begin

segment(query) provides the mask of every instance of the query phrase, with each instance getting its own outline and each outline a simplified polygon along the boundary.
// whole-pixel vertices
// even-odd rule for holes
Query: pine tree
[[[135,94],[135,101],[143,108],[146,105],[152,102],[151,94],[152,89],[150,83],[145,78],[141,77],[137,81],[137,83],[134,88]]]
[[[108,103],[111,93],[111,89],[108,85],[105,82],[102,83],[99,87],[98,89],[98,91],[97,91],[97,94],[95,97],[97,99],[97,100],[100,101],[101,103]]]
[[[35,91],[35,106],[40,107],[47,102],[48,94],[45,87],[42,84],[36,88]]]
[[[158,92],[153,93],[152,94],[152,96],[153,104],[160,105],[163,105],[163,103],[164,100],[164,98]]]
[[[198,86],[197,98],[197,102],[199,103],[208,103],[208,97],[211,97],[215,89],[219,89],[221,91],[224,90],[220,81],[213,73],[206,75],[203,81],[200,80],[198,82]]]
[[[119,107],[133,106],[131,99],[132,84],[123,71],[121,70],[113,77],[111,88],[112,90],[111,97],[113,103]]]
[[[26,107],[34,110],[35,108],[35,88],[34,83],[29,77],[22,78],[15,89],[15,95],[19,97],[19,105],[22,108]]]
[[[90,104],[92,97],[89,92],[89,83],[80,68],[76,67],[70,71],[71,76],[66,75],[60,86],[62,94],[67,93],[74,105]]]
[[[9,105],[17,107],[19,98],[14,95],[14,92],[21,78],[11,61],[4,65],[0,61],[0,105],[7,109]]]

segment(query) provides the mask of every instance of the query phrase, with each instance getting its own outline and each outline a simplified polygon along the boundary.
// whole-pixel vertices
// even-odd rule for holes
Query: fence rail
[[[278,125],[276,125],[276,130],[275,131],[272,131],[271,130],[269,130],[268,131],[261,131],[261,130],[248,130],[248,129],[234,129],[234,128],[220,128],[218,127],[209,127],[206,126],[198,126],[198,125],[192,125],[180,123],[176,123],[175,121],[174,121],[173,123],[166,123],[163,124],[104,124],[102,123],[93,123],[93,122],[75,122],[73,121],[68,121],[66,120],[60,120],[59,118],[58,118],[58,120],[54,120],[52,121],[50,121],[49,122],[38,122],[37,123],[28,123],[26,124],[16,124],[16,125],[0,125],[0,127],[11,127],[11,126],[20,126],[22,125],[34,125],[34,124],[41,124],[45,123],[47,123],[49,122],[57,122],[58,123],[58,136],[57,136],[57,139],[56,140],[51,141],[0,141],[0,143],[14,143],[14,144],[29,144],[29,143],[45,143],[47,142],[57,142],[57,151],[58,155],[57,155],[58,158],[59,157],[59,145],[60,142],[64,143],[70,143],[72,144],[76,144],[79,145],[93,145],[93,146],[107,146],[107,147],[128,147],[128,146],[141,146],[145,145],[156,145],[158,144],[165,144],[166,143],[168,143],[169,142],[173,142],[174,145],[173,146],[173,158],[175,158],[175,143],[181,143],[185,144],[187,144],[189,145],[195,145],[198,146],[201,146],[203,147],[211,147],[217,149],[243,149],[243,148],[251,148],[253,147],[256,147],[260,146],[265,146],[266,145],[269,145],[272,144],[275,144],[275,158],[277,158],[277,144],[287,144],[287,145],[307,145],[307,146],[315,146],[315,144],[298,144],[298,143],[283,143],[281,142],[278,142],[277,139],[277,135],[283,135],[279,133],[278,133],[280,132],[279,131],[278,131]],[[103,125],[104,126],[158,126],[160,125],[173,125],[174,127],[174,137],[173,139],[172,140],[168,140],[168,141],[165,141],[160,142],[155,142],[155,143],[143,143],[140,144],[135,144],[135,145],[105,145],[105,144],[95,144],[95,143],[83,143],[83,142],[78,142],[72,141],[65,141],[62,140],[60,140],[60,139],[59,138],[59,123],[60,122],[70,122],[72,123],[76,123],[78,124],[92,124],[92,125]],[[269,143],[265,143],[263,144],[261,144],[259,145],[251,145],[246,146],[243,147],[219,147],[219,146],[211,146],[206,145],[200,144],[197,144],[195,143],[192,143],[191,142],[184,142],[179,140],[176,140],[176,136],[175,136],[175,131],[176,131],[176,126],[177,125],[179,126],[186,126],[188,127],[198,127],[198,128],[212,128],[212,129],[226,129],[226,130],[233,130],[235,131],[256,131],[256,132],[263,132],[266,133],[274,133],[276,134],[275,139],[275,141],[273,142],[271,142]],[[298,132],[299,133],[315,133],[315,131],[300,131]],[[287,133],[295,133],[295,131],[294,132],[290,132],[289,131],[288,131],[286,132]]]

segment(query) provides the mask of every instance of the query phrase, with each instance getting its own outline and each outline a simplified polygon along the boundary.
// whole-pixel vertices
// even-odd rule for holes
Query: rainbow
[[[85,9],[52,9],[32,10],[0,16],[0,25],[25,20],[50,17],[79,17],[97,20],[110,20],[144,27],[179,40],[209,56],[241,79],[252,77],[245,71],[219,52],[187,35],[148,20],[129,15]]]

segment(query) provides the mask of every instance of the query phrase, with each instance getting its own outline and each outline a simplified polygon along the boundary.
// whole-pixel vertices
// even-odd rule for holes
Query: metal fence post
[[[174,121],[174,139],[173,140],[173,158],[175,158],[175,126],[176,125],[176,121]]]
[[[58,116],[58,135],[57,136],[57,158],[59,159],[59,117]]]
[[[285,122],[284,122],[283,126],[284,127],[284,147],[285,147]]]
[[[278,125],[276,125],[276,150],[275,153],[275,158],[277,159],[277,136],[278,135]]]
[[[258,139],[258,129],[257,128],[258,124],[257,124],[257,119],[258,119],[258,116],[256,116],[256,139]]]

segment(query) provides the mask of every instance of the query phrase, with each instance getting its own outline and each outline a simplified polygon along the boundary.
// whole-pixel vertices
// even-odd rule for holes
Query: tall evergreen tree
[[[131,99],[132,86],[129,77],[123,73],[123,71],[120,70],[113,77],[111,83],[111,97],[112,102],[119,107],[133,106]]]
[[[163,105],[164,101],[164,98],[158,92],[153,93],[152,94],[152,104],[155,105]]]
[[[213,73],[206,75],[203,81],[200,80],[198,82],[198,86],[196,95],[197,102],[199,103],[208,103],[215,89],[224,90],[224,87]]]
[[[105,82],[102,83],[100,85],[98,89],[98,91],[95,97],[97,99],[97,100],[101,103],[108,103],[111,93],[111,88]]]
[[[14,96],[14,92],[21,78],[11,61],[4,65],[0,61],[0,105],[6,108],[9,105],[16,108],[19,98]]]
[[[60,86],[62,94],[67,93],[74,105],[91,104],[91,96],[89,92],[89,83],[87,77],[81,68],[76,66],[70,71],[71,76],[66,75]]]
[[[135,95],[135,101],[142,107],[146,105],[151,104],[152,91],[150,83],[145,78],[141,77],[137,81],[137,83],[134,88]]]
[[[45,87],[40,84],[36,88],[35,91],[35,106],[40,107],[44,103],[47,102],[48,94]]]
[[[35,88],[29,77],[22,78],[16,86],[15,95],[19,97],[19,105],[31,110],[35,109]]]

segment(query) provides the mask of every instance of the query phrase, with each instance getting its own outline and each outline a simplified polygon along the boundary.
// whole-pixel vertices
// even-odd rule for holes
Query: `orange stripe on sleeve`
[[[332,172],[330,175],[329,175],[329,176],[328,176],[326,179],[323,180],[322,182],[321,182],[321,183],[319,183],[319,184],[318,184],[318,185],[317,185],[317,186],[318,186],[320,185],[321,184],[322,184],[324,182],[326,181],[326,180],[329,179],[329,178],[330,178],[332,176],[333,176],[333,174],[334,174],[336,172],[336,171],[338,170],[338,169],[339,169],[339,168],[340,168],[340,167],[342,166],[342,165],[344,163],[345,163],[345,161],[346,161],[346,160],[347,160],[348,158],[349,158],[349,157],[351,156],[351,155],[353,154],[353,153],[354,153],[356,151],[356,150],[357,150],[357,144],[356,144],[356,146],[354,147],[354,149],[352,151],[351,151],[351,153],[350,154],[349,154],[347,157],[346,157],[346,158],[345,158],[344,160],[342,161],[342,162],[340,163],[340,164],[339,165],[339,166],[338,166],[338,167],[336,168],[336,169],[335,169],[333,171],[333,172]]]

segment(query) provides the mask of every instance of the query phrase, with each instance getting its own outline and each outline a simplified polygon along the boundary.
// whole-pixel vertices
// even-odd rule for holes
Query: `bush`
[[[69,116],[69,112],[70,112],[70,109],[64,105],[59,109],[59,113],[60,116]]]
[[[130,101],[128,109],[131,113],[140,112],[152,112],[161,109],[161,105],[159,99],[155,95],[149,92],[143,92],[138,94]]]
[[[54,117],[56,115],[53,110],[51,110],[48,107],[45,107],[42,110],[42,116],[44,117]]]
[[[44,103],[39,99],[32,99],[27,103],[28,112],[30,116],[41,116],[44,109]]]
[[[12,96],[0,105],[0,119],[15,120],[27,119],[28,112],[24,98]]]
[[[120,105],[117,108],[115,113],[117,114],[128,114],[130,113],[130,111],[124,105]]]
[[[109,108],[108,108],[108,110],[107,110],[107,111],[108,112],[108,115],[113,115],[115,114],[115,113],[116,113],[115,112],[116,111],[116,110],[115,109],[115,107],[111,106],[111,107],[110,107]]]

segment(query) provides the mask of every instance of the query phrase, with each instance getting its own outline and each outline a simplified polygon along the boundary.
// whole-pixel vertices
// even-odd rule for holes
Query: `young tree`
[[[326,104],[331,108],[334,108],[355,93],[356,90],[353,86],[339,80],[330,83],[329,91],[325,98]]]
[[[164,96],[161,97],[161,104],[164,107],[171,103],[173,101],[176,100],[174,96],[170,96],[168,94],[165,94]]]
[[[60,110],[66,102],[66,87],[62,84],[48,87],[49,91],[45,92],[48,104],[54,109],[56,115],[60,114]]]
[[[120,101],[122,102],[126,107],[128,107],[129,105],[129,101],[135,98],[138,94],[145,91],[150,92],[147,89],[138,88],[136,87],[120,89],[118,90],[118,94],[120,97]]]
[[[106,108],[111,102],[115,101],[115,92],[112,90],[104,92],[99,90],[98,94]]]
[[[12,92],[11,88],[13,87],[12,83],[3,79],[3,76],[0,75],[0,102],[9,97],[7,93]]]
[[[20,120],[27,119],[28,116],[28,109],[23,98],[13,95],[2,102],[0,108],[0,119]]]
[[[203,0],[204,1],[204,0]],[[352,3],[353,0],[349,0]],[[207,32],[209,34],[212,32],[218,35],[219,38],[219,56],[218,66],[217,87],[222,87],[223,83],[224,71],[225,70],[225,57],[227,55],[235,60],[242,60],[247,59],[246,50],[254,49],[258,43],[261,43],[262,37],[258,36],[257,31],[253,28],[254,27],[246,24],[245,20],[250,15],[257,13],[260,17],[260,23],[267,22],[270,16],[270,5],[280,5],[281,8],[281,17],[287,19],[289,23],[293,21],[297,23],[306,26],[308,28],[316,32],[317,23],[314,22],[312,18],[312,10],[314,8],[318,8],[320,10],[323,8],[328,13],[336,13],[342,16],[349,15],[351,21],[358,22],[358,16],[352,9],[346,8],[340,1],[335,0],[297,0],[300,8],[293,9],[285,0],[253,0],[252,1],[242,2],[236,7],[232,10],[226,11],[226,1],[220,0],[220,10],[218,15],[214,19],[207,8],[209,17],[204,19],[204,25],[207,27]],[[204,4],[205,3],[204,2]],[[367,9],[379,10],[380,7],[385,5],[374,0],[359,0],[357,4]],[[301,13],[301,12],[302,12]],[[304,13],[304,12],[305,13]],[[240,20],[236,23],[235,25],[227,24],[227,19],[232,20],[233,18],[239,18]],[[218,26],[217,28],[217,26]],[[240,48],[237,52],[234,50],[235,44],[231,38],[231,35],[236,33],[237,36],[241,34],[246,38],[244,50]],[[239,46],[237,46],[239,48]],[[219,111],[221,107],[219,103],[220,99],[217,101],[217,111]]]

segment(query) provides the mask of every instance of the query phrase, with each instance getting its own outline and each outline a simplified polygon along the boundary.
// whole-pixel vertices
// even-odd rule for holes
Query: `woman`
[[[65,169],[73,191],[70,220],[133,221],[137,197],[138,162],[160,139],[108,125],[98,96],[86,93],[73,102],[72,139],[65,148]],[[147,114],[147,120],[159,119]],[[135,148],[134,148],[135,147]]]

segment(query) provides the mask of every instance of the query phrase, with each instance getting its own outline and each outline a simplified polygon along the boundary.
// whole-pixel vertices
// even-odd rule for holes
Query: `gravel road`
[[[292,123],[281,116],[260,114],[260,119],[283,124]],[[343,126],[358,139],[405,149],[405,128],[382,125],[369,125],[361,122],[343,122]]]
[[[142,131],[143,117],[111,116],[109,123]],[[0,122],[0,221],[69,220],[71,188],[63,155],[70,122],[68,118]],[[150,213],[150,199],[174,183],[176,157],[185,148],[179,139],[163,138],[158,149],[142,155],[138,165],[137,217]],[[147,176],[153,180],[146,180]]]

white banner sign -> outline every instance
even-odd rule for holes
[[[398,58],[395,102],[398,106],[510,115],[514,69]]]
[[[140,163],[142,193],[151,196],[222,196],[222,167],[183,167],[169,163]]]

end

**Objective**
Convert the lines from the very first one through the line containing "Query: pine tree" into a Markdown table with columns Row and Line. Number each row and omit any blank lines.

**Answer to this task**
| Row | Line |
|---|---|
| 1 | segment(query) provides the mask of every instance of the query phrase, with each instance getting its own outline and each outline a simplified polygon along the boundary. |
| 2 | // whole-pixel vertices |
| 3 | // even-odd rule for holes |
| 4 | Query: pine tree |